The Natural Wonder of Canoe Country
"A Birch tree grows on the shore of Moose Lake. A canoe lies on the bank beside it. From that Birch tree, you could paddle that canoe up to the end of Moose Lake and camp overnight and put the canoe in another lake the next morning. You could cross that lake, and camp for the night, and paddle across another lake on the third day. You could keep this up, visiting another lake for a hundred years, and you still wouldn't get to all the lakes.” (Charles Kuralt, Charles Kuralt's America (G.P. Putnam's Sons, 1995), 141.)
We have already provided you with a general introduction to the uniqueness of the Quetico-Superior region. We have told you about the differences between Ontario's Quetico Provincial Park and Minnesota's Boundary Waters Canoe Area Wilderness. For many of you this may be enough about this breath-taking area. There are those, however, who may wish to learn more about this unique area. In the following pages you have the opportunity to get a more in-depth look at both the natural and manmade history of this truly amazing land.
A short brisk hike to the top of Thunder Point, located on Knife Lake, leaves an individual speechless at the view. For as far as the eye can see, sheer rock cliffs and crystal clear lakes fill the horizon. On the short hike back down you begin to notice the large boulders strewn along each side of the trail, and upon reaching the shoreline the multitude of small polished rocks that form the gravel beach. Welcome to the breath-taking wonders of the canoe country.
Envision this area, once entirely covered by a huge sea, suddenly transformed by active underwater volcanoes. Approximately 2.7 billion years ago undersea volcanoes covered this region with pillow basalt. Exposed pillow basalt, also known as Ely greenstone, still exists in this area and is one of the oldest exposed rock formations on earth.
Starting about 30,000 years ago and lasting for about 15,000 years, the northeastern portion of Minnesota was covered by the Laurentian Ice Sheet. During that period The Rainy Lobe of the ice sheet engulfed the area and was filled with hard crystalline rock and sandstone abrasives. These rocks and abrasives, coupled with the wet, slippery base of the glacier, effectively scoured the northwoods landscape. As the glacier slowly moved across the wilderness, weakened areas in the bedrock were stripped clean. Most of the debris from this area was deposited in areas in southern Minnesota, Wisconsin, and the Dakotas. A few glacial deposits, in the form of gravel and sand bars, can be found scattered through out the canoe country lakes. Overall very little glacial deposit was left behind.
Areas of geological interest:
- Pillowed Greenstone - view on the north side cliff in Ottertrack Lake, the South Arm of Knife Lake, the north side of the east arm of Jasper Lake, and as a historical point of interest in Ely.
- Explosive Volcanogenic Sediments - view the dark green sandy shore and outcrops on the north shore of Kekekabic Lake.
- Volcanic Rock Flows - Jasper Lake and the west end of Eddy Lake.
- Cherty Iron-Formation - a combination of magnetic, hematitic, and sulfide-rich layers can be viewed at the Tower-Soudan mine and nearby areas.

▸ RECORD SET:
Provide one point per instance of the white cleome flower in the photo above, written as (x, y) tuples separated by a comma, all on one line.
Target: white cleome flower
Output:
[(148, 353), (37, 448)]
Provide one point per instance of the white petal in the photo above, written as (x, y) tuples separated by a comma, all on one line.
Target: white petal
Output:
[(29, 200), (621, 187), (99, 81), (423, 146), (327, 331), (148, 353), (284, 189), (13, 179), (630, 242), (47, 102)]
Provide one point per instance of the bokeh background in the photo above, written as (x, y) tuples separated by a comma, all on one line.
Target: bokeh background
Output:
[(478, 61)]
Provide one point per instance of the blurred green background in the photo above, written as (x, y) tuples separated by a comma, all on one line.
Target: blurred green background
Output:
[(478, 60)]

▸ LIST OF TASKS:
**A.** According to the canoe country text, about how long ago did undersea volcanoes cover the region with pillow basalt?
**B.** Carry on the canoe country text from the point where it stops.
The items are separate material from the canoe country text.

▸ RESPONSES TO THE TASKS:
**A.** Approximately 2.7 billion years ago.

**B.**
- Graywackes and Slates - can be easily found through out the Knife and Little Knife lake areas. Slate was used by the Native Americans to make spears, knives, and arrow points. This is how Knife and Little Knife received their names.
- Saganaga Batholith - a pinkish gray granite that can be viewed in lakes running southwest from Saganaga to Ensign Lake.
- Vermilion Batholith - made up of primarily granite this formation can be viewed from Snowbank Lake northeast through Crooked to LacLaCroix Lake.
THE NIGHT SKY
The rippling, spiraling light green vapors dance across the black sky - leaping, soaring, disappearing, only to reappear stronger and more vibrant than before. For those who have never experienced the northern lights, also known as the Aurora Borealis, the night sky will never be looked upon the same.
The beauty of the northern lights begin as solar flares that move into space creating solar winds. As the winds travel towards the earth, they are caught up in Birkland currents that exist outside the earth's atmosphere. The currents are pulled into the earth's atmosphere and contain highly excited electrons. As the electrons pass through the atmosphere they collide with either oxygen or nitrogen atoms. The varying green, reds and blues that we visibly see are the result of these collisions.
The northern lights are constantly occurring 24 hours a day in what is called the auroral ovals that exist above the north and south poles. Since northern lights are viewed from the ground and not space, the best times to view northern lights are on clear evenings closest to the new moon. They keep no schedule, so patience and vigilance on the part of the viewer is a must. Sometimes the northern lights will appear as little more than a light green haze just above the north shore tree line - other nights be prepared for a show of greens, red and blues that entertain for hours.
A unique website located at http://www.spaceweather.com/ offers detailed information on solar flares, and when the "flares" will most likely reach the earth for peak viewing. The site also hosts spectacular photos of northern lights and other northern light information.
For additional reading or video footage on northern lights, check out Candace Savage's book or video entitled Aurora: The Mysterious Northern Lights.